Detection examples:
——
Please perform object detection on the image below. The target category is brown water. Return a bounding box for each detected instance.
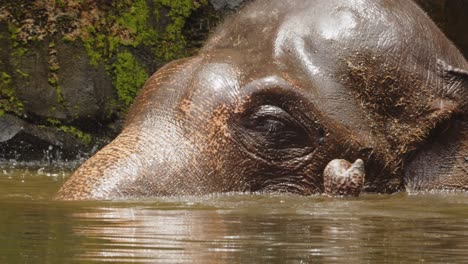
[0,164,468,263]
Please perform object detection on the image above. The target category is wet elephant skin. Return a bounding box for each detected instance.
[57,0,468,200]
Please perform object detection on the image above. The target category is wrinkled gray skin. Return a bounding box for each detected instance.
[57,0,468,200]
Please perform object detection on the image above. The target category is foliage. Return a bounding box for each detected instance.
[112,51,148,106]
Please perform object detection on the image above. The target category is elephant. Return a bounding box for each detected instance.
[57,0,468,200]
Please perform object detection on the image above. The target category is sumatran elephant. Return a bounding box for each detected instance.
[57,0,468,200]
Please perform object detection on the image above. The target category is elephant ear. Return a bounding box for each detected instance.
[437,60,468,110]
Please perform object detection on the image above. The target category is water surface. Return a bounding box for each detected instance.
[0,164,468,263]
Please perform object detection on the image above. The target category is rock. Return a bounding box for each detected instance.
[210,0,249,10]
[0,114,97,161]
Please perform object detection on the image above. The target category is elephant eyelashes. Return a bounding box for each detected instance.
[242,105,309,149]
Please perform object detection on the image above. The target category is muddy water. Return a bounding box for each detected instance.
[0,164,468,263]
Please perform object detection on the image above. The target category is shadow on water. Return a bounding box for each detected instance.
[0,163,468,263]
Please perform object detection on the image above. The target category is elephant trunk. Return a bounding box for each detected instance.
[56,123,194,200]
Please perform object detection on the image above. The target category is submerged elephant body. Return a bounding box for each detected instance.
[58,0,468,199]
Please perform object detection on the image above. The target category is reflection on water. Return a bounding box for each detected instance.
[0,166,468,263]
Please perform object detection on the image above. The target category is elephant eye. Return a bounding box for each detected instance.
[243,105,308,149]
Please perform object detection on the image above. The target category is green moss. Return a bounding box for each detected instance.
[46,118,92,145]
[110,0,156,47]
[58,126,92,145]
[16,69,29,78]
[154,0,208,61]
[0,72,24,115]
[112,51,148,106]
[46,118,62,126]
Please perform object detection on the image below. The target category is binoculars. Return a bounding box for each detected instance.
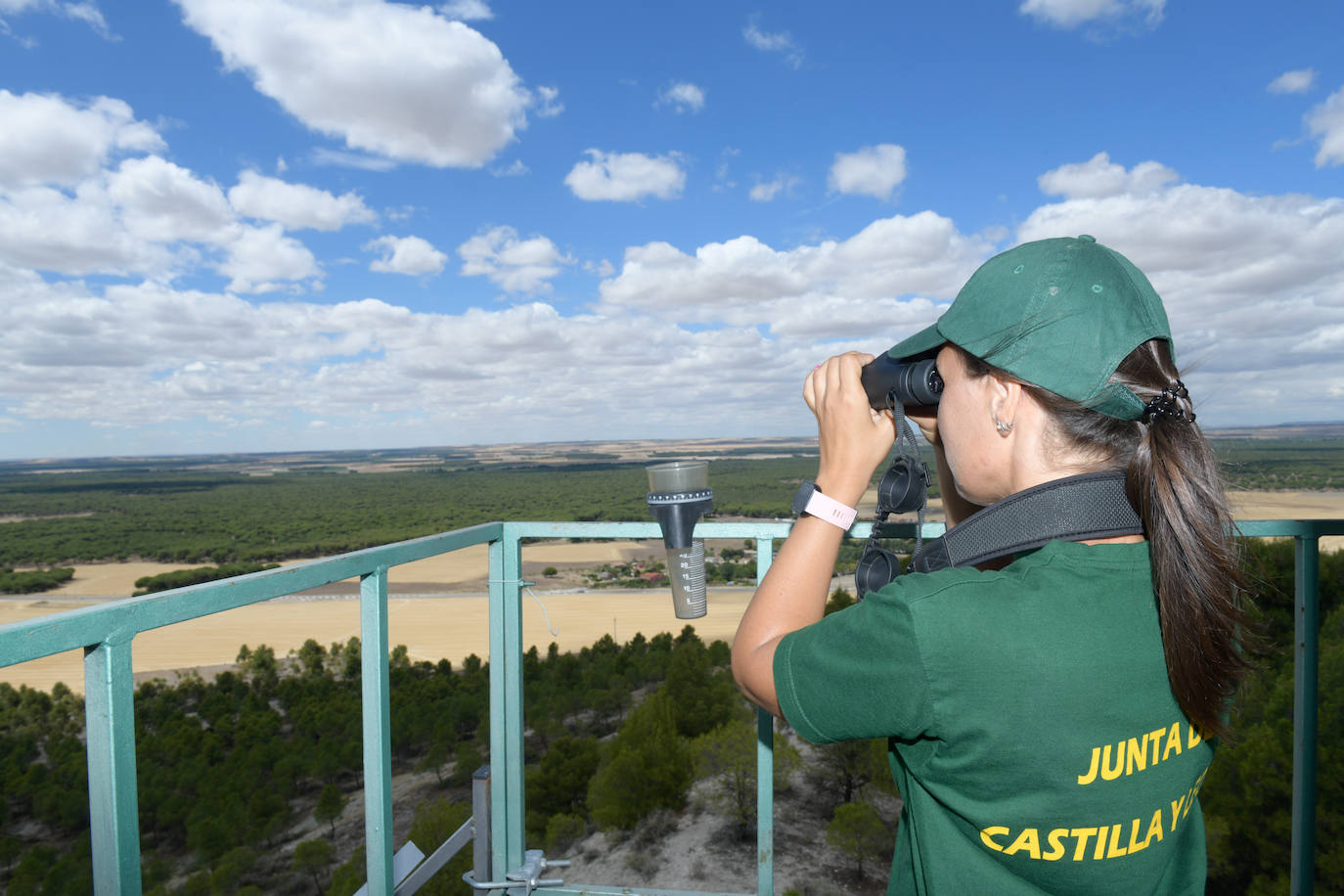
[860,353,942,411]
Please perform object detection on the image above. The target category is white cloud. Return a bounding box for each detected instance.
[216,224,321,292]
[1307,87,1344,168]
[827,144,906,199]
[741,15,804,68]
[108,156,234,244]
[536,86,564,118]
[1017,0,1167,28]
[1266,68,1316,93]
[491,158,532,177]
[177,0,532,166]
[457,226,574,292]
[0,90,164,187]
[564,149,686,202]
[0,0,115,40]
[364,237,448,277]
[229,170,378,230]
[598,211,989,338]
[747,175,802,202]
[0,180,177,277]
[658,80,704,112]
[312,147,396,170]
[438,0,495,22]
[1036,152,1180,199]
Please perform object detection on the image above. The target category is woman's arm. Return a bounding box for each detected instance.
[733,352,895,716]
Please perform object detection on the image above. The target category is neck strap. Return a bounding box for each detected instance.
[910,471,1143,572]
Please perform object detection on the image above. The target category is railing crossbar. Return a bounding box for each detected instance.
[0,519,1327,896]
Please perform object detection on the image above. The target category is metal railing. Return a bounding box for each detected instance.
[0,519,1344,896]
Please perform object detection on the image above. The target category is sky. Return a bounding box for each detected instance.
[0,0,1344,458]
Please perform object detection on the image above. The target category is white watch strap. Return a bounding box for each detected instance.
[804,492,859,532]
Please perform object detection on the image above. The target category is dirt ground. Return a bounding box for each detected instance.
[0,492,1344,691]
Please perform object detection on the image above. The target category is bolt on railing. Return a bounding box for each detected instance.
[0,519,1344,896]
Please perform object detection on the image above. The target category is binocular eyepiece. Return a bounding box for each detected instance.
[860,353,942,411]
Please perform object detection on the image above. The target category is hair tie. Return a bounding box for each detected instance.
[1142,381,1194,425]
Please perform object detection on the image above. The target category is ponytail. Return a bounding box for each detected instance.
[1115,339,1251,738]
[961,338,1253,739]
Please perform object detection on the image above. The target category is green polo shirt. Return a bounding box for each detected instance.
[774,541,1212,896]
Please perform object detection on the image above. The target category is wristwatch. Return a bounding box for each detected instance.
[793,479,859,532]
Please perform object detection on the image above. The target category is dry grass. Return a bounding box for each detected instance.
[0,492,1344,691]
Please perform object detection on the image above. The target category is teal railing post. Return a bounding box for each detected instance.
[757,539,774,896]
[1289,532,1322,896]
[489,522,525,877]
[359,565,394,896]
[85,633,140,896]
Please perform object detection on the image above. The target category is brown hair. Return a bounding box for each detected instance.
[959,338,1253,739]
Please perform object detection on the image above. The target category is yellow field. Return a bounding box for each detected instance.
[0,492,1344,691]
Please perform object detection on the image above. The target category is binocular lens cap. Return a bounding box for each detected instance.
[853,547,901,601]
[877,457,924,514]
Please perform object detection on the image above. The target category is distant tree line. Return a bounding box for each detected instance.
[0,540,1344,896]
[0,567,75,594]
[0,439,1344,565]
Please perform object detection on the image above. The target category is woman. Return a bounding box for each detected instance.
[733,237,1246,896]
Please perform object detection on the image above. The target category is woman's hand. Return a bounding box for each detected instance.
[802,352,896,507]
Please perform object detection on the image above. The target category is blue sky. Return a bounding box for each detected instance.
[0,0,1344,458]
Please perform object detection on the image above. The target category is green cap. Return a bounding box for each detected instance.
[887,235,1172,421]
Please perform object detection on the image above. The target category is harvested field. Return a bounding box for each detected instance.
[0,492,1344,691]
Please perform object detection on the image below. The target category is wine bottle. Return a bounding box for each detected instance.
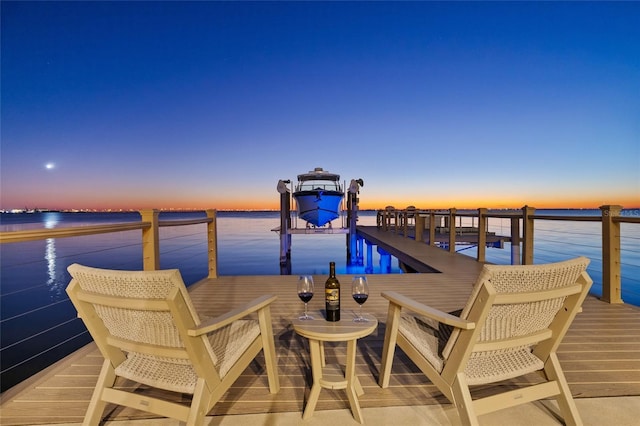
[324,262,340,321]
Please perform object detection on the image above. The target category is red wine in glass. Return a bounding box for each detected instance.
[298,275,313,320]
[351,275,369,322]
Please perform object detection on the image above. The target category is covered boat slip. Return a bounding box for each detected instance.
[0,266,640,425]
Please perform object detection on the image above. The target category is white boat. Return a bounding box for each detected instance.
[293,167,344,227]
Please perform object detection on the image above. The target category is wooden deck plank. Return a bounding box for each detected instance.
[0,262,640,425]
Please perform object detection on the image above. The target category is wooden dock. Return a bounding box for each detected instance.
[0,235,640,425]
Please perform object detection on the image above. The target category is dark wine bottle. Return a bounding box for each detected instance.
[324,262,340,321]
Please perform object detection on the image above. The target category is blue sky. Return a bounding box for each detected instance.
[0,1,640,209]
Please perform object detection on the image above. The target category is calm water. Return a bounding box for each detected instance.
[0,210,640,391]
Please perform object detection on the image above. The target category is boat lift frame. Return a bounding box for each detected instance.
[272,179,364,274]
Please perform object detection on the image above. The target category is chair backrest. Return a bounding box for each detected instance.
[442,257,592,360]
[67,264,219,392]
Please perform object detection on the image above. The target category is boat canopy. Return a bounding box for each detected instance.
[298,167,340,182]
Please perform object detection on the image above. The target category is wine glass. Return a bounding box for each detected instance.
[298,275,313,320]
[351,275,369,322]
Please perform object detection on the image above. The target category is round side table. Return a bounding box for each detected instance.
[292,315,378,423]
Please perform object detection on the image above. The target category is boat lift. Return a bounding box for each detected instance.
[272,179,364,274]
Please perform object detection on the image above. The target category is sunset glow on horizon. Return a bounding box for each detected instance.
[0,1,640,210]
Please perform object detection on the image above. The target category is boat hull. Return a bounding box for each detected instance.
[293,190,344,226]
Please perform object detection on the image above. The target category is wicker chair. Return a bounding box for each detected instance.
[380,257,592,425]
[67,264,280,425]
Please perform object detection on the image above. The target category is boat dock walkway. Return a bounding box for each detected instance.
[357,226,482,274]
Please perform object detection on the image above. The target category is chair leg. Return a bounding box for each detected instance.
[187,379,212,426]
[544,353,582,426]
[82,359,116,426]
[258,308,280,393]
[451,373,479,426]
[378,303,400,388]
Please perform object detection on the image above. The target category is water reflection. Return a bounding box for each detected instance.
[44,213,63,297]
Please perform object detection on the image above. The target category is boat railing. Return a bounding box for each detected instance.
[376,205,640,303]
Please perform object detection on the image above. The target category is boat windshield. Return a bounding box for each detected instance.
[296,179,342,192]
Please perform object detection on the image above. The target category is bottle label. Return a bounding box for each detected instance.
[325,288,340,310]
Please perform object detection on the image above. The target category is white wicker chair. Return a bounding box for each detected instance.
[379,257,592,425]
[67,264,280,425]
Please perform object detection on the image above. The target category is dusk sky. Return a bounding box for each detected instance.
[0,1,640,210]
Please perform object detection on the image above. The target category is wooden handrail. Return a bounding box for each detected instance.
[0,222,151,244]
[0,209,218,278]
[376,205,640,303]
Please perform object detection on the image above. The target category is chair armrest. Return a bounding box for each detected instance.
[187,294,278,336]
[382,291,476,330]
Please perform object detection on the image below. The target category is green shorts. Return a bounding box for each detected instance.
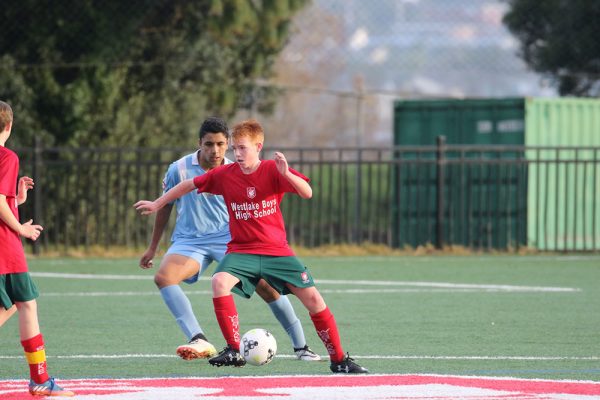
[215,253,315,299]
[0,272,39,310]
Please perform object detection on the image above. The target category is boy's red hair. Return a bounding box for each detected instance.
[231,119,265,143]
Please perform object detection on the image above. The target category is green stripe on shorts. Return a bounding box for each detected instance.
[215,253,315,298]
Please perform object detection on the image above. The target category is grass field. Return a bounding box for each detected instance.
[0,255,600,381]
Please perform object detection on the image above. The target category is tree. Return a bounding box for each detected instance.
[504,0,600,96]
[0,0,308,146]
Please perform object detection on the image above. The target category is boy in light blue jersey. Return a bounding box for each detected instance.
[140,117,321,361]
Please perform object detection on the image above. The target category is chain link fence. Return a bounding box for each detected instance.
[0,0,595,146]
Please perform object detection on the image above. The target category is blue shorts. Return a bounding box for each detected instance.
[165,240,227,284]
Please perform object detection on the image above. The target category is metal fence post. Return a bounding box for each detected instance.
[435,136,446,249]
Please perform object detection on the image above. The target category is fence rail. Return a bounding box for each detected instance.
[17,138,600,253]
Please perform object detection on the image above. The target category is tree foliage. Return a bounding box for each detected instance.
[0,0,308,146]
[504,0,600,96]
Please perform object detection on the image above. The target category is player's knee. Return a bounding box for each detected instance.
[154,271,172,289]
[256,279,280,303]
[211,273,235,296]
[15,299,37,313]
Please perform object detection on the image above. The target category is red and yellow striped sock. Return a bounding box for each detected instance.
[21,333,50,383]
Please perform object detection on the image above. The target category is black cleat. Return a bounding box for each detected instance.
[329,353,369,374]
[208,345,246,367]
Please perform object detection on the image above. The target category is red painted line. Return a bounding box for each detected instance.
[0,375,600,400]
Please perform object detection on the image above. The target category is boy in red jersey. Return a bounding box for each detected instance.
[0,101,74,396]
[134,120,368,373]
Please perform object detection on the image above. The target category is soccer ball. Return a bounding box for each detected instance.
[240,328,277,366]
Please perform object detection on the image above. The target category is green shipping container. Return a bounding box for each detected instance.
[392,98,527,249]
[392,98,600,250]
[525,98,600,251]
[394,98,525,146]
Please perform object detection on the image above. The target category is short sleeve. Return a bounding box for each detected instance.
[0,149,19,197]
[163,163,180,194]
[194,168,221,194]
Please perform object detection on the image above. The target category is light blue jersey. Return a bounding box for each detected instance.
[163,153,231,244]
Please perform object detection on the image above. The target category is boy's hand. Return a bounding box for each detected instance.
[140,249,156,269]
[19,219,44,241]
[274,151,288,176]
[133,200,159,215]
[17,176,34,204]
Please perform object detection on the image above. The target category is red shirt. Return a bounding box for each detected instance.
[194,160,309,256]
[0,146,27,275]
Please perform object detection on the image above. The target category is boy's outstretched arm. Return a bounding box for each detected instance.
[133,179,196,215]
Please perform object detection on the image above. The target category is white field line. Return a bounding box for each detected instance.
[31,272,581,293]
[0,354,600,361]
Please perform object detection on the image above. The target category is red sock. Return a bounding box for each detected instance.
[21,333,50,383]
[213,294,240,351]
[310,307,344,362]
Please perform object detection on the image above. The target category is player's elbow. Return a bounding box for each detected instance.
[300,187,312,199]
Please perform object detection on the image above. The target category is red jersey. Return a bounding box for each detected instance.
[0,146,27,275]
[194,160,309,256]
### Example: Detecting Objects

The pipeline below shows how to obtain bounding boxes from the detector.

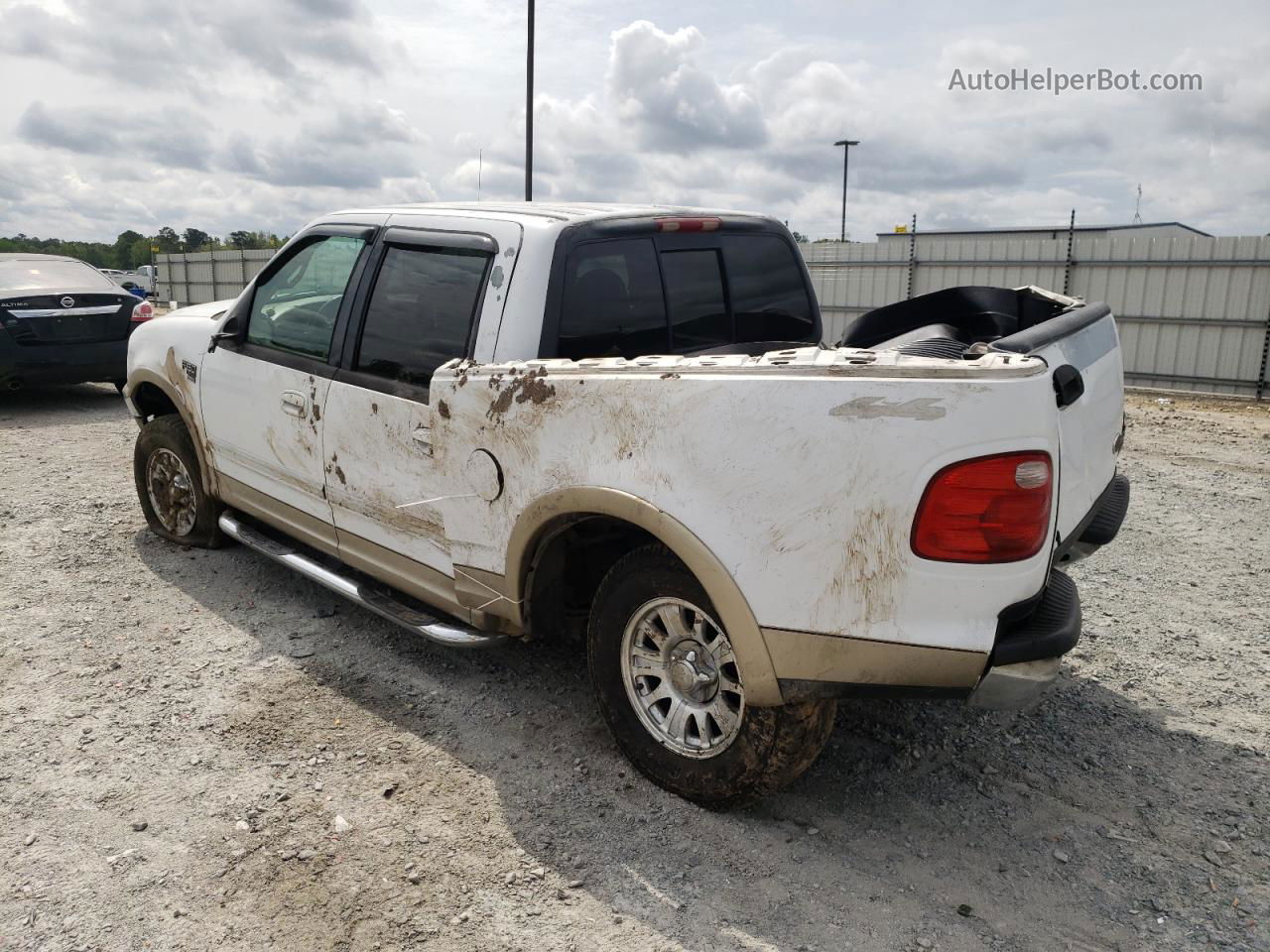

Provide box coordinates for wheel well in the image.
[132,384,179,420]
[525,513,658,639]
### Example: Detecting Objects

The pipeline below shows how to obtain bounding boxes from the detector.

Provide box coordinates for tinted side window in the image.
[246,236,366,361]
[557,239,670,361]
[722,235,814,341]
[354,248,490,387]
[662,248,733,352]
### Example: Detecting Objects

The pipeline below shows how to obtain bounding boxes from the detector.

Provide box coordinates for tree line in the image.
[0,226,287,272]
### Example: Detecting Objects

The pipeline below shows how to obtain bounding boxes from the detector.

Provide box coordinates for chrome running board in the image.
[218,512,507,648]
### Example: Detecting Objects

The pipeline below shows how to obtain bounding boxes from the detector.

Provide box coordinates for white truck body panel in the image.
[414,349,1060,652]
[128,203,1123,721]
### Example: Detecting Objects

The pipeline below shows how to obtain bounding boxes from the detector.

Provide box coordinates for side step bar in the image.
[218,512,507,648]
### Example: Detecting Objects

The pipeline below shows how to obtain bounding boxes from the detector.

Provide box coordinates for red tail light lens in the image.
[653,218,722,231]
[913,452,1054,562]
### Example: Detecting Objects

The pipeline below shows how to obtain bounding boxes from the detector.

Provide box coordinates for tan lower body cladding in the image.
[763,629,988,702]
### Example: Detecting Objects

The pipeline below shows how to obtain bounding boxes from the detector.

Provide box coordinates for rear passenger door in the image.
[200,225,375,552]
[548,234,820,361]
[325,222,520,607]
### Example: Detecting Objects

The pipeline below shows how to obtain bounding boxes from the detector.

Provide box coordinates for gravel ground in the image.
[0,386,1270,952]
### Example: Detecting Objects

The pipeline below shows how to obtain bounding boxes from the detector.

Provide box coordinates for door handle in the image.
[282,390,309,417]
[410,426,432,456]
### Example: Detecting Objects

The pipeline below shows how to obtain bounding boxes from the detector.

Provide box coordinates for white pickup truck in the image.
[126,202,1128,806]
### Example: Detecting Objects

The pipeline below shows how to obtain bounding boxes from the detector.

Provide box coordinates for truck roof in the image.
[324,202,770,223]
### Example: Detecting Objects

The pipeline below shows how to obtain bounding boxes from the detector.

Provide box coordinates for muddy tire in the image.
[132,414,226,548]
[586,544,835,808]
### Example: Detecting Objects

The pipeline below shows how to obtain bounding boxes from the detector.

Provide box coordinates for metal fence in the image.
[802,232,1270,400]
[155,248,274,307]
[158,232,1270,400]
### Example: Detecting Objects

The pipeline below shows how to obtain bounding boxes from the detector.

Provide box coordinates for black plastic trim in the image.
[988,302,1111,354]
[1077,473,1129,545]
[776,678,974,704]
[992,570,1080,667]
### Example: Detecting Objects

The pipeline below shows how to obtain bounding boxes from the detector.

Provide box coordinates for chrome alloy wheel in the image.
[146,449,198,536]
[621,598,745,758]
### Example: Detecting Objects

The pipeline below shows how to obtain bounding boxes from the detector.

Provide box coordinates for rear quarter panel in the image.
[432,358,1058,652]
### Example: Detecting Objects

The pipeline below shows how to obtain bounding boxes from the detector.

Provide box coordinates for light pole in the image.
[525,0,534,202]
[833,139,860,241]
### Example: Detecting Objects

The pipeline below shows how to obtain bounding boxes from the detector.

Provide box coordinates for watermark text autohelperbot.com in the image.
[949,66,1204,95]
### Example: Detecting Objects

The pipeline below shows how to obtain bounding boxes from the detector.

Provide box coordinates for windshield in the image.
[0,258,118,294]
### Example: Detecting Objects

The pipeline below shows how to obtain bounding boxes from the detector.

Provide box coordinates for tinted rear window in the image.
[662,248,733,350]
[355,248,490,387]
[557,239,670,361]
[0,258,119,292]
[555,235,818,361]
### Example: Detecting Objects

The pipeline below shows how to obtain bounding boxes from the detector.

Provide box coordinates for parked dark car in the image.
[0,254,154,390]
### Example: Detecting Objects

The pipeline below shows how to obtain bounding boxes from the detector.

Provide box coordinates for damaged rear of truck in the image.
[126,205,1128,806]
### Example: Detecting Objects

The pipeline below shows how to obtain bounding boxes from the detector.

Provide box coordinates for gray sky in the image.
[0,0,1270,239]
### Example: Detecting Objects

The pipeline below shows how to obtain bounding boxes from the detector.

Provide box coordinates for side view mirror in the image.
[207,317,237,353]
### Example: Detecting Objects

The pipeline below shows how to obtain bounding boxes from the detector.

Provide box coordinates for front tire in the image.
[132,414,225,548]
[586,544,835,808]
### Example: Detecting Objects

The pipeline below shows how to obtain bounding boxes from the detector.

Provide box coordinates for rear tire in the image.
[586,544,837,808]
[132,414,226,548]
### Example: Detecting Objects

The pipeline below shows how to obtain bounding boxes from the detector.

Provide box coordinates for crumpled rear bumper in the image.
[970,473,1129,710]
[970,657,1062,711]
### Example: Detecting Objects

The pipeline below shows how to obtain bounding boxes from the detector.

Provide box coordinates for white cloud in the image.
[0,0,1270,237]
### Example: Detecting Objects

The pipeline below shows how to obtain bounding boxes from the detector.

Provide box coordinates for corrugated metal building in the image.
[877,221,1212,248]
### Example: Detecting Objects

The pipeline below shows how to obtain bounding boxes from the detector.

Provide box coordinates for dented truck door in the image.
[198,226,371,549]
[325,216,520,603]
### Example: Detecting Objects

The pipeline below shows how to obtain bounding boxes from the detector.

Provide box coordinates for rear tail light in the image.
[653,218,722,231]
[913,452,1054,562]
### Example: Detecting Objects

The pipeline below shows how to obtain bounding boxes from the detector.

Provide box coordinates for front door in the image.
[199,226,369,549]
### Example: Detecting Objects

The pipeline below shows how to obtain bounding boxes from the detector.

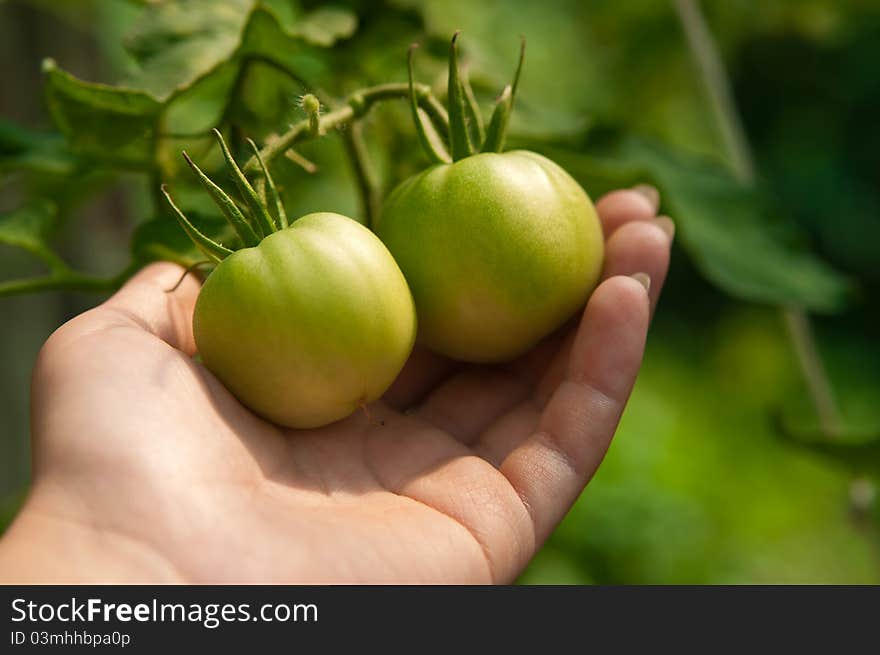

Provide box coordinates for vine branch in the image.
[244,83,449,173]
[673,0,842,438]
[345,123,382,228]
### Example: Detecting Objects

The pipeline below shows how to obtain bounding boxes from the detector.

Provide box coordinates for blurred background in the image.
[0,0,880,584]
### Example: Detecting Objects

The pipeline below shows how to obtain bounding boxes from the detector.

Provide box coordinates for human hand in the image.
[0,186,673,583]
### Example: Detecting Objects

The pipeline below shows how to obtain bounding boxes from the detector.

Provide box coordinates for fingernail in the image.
——
Instructions to follow. Copy out the lines of the material above word for word, from the line containing "is green shorts." through the line containing "[215,253,315,298]", with both of those lines included. Leave the pictures out of your copy.

Task output.
Please perform object detection on the image below. The target category is green shorts. Return a bounding box for each detected instance.
[215,253,315,299]
[0,272,39,310]
Please perform object detection on the image above. The target category is boy's red hair. Return a bounding box for each detected instance.
[231,119,265,143]
Please perform object detection on the image above. The target category is green stripe on shorts. Return a bounding box for each detected instance.
[215,253,315,298]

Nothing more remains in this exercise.